ACTIVITY:
Apart from the pictures, every entry below must be given again exactly.

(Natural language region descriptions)
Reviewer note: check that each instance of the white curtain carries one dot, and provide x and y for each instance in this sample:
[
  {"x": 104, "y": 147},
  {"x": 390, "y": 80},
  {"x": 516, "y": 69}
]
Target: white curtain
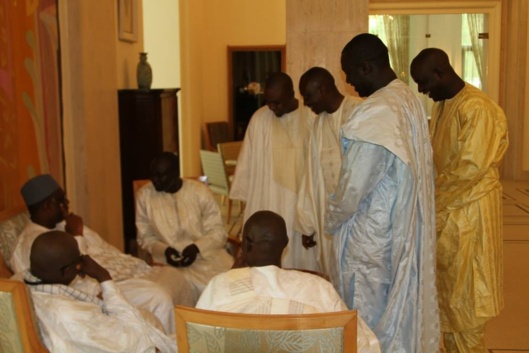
[
  {"x": 476, "y": 26},
  {"x": 397, "y": 30}
]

ANSWER:
Reviewer note: check that each instance of the white curtain carries one dot, and provide x and y for each instance in this sample:
[
  {"x": 104, "y": 147},
  {"x": 390, "y": 80},
  {"x": 516, "y": 69}
]
Target: white curtain
[
  {"x": 476, "y": 26},
  {"x": 397, "y": 30}
]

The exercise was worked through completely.